TO BE DONE:
1 – Reproduce a passage of the triangle identity solution word for word, beginning at the words "In $\triangle A" and stopping after "Answer: (D)".
2 – List every answer choice offered in the triangle identity solution, with its letter.

SUPPLIED TEXT:

_ _ _ _

Question

In $\triangle A B C$,
$a^{3} \cdot \cos (B-C)+b^{3} \cdot \cos (C-A)+c^{3} \cdot \cos (A-B)=$

• A. a b c
• B. a+b+c
• C. 2 a b c
• D. 3 a b c

Answer 1

Answer: (D)

In $\Delta A B C, a^{3} \cos (B-C)$
$=a^{3}\left(\frac{2 \sin (B+C) \cos (B-C)}{2 \sin (B+C)}\right)$
$=a^{3}\left(\frac{\sin 2 B+\sin 2 C)}{2 \sin (B+C)}\right)$
$=a^{3}\left(\frac{2 \sin B \cos B+2 \sin c \cos C}{2 \sin (\pi-A)}\right)$
$=a^{3}\left(\frac{\sin B \cos B+\sin c \cos C}{\sin A}\right)$
$=a^{3}\left(\frac{b k \cos B+c K \cos C}{a k}\right)$
$\therefore a^{3} \cos (B-C)=a^{2} b \cos B+a^{2} c \cos C\,\,\,...(i)$
Similarly,
$b^{3} \cos (C-A)=b^{2} c \cos C+b^{2} a \cos A\,\,\,...(ii)$
and $c^{3} \cos (A-B)=c^{2} a \cos A+c^{2} b \cos B\,\,\,...(iii)$
Adding Eqs. (i), (ii) and (iii), we get
$a^{3} \cos (B-C)+b^{3} \cos (C-A)+c^{3} \cos (A-B)$
$=a^{2} b \cos B+a^{2} c \cos C+b^{2} c \cos C+b^{2} a \cos A+c^{2} a \cos A+c^{2} b \cos B$
$=a b(a \cos B+b \cos A)+a c(a \cos C+c \cos A)+b c(b \cos C+c \cos B)$
$ =a b c+a b c+a b c=3 a b c$

_ _ _ _

Records contained in a dataset
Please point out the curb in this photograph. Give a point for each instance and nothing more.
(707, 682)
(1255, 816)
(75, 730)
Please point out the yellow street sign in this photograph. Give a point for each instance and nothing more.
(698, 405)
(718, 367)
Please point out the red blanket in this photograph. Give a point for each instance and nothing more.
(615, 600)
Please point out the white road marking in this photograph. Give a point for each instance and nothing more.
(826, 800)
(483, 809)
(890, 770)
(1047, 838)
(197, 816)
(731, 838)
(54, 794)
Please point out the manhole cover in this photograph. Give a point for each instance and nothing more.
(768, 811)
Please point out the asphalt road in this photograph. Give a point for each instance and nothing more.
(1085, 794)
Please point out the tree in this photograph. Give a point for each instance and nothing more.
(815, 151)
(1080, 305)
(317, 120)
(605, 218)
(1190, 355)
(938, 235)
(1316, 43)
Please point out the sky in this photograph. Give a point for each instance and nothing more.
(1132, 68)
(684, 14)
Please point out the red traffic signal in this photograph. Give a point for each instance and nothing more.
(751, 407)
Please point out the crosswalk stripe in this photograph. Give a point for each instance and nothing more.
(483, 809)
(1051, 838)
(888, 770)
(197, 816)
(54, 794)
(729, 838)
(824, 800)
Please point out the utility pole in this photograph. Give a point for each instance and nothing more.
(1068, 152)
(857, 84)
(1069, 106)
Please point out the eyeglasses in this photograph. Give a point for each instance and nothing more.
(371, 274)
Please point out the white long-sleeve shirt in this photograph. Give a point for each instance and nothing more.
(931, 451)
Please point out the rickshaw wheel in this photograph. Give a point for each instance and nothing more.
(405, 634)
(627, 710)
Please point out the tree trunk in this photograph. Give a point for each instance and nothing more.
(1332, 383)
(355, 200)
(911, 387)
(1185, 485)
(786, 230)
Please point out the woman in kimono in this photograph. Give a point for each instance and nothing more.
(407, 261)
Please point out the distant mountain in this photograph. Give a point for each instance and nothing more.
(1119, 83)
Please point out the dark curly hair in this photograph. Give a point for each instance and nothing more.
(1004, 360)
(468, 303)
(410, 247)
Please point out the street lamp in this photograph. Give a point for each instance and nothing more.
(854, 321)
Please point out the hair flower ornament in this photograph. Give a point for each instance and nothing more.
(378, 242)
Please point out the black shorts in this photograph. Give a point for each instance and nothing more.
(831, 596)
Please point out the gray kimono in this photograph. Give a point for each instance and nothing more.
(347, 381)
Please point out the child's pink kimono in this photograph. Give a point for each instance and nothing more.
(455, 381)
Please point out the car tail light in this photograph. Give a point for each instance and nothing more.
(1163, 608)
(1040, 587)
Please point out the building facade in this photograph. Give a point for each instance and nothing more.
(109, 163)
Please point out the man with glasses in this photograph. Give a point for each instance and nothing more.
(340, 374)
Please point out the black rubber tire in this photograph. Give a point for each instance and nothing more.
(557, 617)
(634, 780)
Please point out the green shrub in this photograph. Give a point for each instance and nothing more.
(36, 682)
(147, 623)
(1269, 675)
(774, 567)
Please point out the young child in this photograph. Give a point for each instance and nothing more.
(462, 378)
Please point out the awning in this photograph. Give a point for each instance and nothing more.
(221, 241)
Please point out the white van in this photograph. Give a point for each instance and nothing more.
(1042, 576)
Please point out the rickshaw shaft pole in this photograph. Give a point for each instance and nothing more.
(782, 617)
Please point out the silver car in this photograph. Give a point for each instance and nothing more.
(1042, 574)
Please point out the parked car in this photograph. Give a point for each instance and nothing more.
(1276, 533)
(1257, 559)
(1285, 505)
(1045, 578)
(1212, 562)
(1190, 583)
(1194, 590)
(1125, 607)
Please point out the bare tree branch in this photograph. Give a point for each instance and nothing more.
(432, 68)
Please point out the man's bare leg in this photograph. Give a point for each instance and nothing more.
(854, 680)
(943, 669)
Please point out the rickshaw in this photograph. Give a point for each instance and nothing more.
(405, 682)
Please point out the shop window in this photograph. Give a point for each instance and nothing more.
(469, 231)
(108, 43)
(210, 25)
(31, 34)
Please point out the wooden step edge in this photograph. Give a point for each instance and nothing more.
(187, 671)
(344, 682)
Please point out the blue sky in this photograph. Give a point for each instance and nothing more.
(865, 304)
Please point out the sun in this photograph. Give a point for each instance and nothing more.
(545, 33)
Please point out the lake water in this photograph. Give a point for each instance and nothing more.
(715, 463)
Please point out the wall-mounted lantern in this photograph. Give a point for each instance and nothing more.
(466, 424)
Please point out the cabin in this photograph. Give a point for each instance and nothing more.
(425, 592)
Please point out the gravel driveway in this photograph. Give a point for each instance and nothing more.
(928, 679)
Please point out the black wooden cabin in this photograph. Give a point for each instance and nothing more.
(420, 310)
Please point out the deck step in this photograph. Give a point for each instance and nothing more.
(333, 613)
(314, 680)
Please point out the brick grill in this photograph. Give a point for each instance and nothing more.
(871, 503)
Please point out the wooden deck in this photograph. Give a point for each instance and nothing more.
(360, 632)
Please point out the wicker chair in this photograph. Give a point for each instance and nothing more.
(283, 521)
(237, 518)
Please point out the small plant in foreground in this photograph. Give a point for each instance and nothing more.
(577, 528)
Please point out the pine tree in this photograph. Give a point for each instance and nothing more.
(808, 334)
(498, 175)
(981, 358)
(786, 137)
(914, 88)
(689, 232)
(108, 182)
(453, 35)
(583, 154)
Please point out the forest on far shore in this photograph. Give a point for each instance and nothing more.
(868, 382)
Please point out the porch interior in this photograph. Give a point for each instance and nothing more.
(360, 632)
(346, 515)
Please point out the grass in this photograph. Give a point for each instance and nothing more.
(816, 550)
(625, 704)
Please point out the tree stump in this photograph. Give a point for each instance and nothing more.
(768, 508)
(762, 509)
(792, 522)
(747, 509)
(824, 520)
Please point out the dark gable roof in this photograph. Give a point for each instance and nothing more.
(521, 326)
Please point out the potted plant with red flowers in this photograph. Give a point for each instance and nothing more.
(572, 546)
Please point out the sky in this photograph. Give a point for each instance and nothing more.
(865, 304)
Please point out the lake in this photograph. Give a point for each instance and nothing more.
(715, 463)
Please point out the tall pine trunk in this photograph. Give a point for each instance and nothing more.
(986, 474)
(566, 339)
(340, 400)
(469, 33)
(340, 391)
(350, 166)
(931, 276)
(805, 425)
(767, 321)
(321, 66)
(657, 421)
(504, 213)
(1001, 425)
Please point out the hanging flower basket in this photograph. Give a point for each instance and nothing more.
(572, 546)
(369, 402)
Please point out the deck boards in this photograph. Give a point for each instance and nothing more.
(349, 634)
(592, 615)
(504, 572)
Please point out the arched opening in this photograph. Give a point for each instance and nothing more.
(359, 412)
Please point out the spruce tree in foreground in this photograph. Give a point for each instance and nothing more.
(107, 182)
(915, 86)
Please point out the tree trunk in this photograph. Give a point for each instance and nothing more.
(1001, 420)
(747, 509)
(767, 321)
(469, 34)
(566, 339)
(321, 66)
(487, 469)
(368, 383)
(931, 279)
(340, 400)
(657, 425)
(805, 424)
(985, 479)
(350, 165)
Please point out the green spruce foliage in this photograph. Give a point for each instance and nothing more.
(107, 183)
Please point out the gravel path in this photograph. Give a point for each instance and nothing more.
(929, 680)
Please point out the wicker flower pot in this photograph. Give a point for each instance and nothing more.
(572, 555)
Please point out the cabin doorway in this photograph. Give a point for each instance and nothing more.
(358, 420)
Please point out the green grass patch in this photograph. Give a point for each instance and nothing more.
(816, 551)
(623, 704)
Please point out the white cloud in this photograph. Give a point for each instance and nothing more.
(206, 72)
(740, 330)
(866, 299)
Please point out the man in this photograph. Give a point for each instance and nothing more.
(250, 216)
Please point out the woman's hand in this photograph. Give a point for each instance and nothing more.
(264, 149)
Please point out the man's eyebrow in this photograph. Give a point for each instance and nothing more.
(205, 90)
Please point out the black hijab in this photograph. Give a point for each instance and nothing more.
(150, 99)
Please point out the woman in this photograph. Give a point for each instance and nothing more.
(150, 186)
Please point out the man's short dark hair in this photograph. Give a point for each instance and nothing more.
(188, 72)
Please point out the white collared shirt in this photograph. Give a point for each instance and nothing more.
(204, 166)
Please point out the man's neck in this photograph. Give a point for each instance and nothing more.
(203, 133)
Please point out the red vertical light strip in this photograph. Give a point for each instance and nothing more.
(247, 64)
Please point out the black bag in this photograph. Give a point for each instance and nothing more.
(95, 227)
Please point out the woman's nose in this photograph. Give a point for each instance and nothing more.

_ _ _ _

SOLVED PROBLEMS:
1 –
In $\triangle A B C$,
$a^{3} \cdot \cos (B-C)+b^{3} \cdot \cos (C-A)+c^{3} \cdot \cos (A-B)=$

• A. a b c
• B. a+b+c
• C. 2 a b c
• D. 3 a b c

Answer 1

Answer: (D)

2 –
A. abc
B. a + b + c
C. 2abc
D. 3abc